Rewrite the material below, replacing "jacket hood" with "raincoat hood" each time it occurs and changing nothing else. Leave the pictures out of your version.

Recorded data
---

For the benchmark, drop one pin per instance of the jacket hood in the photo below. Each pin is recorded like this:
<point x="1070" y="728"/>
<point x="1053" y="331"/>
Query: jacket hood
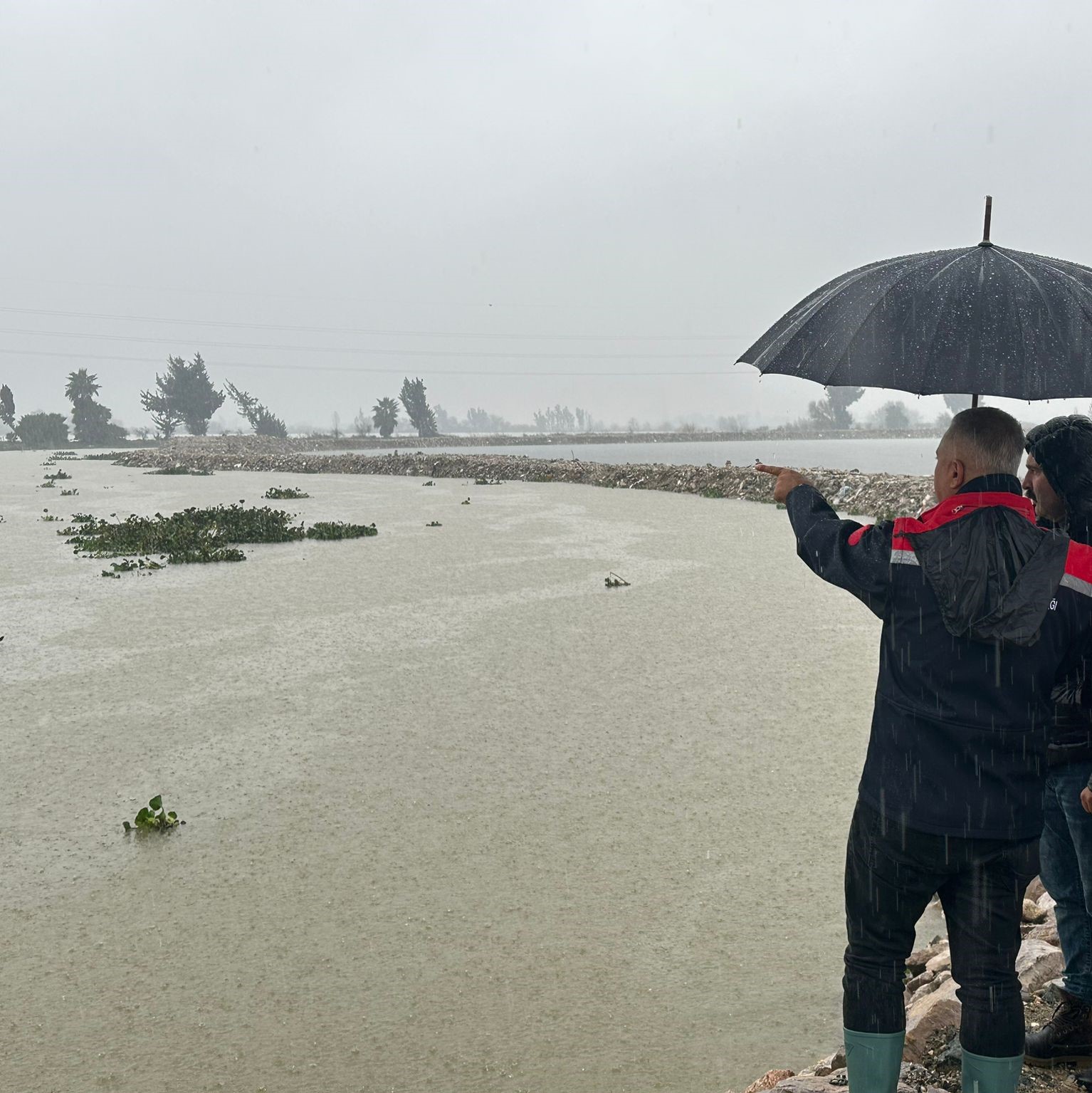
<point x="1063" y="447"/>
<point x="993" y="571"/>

---

◆ REPLY:
For the benchmark, drop one pin per instance of the raincoat hood in the photo below. Each pin is recorded like this:
<point x="1070" y="728"/>
<point x="1053" y="331"/>
Query: raincoat hood
<point x="1063" y="447"/>
<point x="993" y="571"/>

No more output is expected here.